→ **Collected data entries**:
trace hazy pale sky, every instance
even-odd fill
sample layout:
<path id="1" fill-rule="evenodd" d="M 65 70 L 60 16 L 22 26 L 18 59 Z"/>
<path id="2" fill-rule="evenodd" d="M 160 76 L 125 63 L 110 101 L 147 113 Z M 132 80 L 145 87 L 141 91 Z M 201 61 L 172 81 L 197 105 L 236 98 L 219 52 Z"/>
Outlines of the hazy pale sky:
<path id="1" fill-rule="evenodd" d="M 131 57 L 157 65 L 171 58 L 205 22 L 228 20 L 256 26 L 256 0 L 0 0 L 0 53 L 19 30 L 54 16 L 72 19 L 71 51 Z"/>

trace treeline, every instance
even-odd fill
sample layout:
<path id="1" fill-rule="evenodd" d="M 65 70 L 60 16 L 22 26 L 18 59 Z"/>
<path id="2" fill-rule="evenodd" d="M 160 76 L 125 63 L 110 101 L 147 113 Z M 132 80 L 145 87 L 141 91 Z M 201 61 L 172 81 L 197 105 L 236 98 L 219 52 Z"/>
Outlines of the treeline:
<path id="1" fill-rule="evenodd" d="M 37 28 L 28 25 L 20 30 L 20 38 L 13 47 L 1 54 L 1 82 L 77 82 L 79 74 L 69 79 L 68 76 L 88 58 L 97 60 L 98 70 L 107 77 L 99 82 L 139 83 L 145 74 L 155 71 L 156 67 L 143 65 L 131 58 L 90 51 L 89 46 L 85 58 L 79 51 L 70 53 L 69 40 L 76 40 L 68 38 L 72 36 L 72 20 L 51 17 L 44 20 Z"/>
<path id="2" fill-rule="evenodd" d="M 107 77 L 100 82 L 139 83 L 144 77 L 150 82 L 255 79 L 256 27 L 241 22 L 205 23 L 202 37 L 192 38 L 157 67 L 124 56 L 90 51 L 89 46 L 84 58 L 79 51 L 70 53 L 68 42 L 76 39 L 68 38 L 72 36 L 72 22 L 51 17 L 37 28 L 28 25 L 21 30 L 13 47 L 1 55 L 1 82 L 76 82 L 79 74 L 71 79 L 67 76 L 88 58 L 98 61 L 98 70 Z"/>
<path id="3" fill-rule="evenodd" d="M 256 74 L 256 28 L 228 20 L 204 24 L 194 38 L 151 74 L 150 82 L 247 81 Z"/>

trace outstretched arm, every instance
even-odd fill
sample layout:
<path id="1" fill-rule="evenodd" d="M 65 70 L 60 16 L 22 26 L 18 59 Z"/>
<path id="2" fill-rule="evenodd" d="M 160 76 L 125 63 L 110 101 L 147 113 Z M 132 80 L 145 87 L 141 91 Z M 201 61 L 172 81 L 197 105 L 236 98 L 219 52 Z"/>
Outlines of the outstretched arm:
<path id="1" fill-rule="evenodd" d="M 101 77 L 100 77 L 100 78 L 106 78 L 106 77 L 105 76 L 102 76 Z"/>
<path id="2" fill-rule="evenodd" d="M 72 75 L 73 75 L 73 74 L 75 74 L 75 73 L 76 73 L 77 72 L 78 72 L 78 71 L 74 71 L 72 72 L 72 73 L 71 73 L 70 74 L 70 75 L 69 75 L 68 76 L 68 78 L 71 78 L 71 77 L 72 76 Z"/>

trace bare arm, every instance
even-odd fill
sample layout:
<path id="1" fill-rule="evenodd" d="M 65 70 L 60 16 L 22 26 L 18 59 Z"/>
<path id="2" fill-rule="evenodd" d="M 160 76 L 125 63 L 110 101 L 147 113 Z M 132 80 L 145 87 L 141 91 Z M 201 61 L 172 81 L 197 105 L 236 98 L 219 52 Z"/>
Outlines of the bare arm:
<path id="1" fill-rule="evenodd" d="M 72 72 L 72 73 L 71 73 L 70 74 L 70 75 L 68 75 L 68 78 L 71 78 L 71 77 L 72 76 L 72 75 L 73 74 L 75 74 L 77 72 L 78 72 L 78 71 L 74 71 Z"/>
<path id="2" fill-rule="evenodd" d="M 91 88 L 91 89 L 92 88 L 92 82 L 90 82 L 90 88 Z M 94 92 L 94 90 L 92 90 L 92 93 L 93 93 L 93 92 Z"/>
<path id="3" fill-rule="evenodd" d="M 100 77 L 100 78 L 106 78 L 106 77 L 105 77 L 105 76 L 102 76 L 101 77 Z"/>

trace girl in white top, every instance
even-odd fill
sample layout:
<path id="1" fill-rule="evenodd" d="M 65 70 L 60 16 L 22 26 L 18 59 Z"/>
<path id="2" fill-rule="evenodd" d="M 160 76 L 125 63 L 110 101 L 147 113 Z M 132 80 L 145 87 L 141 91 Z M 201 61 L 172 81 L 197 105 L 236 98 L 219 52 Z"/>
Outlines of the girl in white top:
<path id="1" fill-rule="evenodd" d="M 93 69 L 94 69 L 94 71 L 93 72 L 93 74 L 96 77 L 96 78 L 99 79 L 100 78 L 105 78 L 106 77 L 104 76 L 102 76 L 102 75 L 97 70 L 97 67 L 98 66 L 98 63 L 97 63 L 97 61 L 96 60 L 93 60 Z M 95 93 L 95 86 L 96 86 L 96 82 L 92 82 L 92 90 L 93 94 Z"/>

→ **OBJECTIVE**: Please reproduce all of the material above, line for line and without any changes.

→ **RESULT OF THE EXERCISE**:
trace hazy pale sky, every instance
even-odd fill
sample layout:
<path id="1" fill-rule="evenodd" d="M 65 70 L 60 16 L 22 26 L 18 59 Z"/>
<path id="2" fill-rule="evenodd" d="M 160 76 L 125 63 L 110 101 L 147 113 Z M 132 80 L 145 87 L 141 91 Z M 201 61 L 172 81 L 197 105 L 236 98 L 219 52 Z"/>
Outlines of the hazy pale sky:
<path id="1" fill-rule="evenodd" d="M 131 57 L 157 65 L 171 58 L 205 22 L 228 20 L 256 26 L 256 0 L 0 0 L 0 53 L 19 30 L 54 16 L 72 19 L 71 51 Z"/>

trace treeline, every instance
even-odd fill
sample layout:
<path id="1" fill-rule="evenodd" d="M 65 70 L 60 16 L 22 26 L 18 59 Z"/>
<path id="2" fill-rule="evenodd" d="M 160 76 L 125 63 L 110 101 L 147 113 Z M 132 80 L 145 87 L 141 91 Z M 201 61 L 172 81 L 197 105 L 236 98 L 219 52 Z"/>
Outlines of the treeline:
<path id="1" fill-rule="evenodd" d="M 37 28 L 28 25 L 20 30 L 20 38 L 13 47 L 1 54 L 1 82 L 77 82 L 79 74 L 69 79 L 68 76 L 88 58 L 97 60 L 98 70 L 107 77 L 99 82 L 139 83 L 145 74 L 155 71 L 156 67 L 143 65 L 131 58 L 90 51 L 89 46 L 85 58 L 79 51 L 70 53 L 69 40 L 76 40 L 68 38 L 72 36 L 72 20 L 51 17 L 44 20 Z"/>
<path id="2" fill-rule="evenodd" d="M 107 77 L 100 82 L 139 83 L 144 77 L 150 82 L 255 79 L 256 27 L 241 22 L 205 23 L 202 37 L 192 38 L 157 67 L 124 56 L 90 51 L 89 46 L 84 58 L 79 51 L 70 53 L 68 42 L 76 39 L 68 38 L 72 36 L 72 22 L 51 17 L 37 28 L 28 25 L 21 30 L 13 47 L 1 55 L 1 82 L 76 82 L 79 74 L 71 79 L 67 76 L 88 58 L 98 61 L 98 70 Z"/>
<path id="3" fill-rule="evenodd" d="M 256 74 L 256 28 L 228 20 L 204 24 L 194 38 L 151 74 L 150 82 L 247 81 Z"/>

trace outstretched arm, every instance
even-odd fill
sample layout:
<path id="1" fill-rule="evenodd" d="M 65 70 L 60 16 L 22 26 L 18 59 Z"/>
<path id="2" fill-rule="evenodd" d="M 160 76 L 125 63 L 110 101 L 147 113 Z M 132 80 L 145 87 L 141 91 Z M 201 61 L 172 81 L 197 105 L 236 98 L 219 52 Z"/>
Outlines of the outstretched arm:
<path id="1" fill-rule="evenodd" d="M 101 77 L 100 77 L 100 78 L 106 78 L 106 77 L 105 76 L 102 76 Z"/>
<path id="2" fill-rule="evenodd" d="M 72 75 L 73 75 L 73 74 L 75 74 L 75 73 L 76 73 L 77 72 L 78 72 L 78 71 L 74 71 L 72 72 L 72 73 L 71 73 L 70 74 L 70 75 L 69 75 L 68 76 L 68 78 L 71 78 L 71 77 L 72 76 Z"/>

trace bare arm, every instance
even-odd fill
sample layout:
<path id="1" fill-rule="evenodd" d="M 65 70 L 60 16 L 22 26 L 18 59 Z"/>
<path id="2" fill-rule="evenodd" d="M 160 76 L 125 63 L 110 101 L 147 113 Z M 132 80 L 145 87 L 141 91 Z M 201 61 L 172 81 L 197 105 L 236 98 L 219 52 Z"/>
Outlines of the bare arm:
<path id="1" fill-rule="evenodd" d="M 72 72 L 72 73 L 71 73 L 70 74 L 70 75 L 68 75 L 68 78 L 71 78 L 71 77 L 72 76 L 72 75 L 73 74 L 75 74 L 77 72 L 78 72 L 78 71 L 74 71 Z"/>
<path id="2" fill-rule="evenodd" d="M 91 88 L 91 89 L 92 88 L 92 82 L 90 82 L 90 88 Z M 94 92 L 94 90 L 92 90 L 92 93 L 93 93 L 93 92 Z"/>
<path id="3" fill-rule="evenodd" d="M 100 77 L 100 78 L 106 78 L 106 77 L 105 77 L 105 76 L 102 76 L 101 77 Z"/>

trace girl in white top, every instance
even-odd fill
sample layout:
<path id="1" fill-rule="evenodd" d="M 65 70 L 60 16 L 22 26 L 18 59 Z"/>
<path id="2" fill-rule="evenodd" d="M 160 76 L 125 63 L 110 101 L 147 113 Z M 132 80 L 145 87 L 141 91 Z M 201 61 L 172 81 L 197 105 L 236 98 L 219 52 Z"/>
Outlines of the girl in white top:
<path id="1" fill-rule="evenodd" d="M 93 69 L 94 69 L 94 71 L 93 72 L 93 74 L 96 77 L 96 78 L 99 79 L 100 78 L 105 78 L 106 77 L 104 76 L 102 76 L 102 75 L 97 70 L 97 67 L 98 66 L 98 63 L 97 63 L 97 61 L 96 60 L 93 60 Z M 95 93 L 95 86 L 96 86 L 96 82 L 92 82 L 92 90 L 93 94 Z"/>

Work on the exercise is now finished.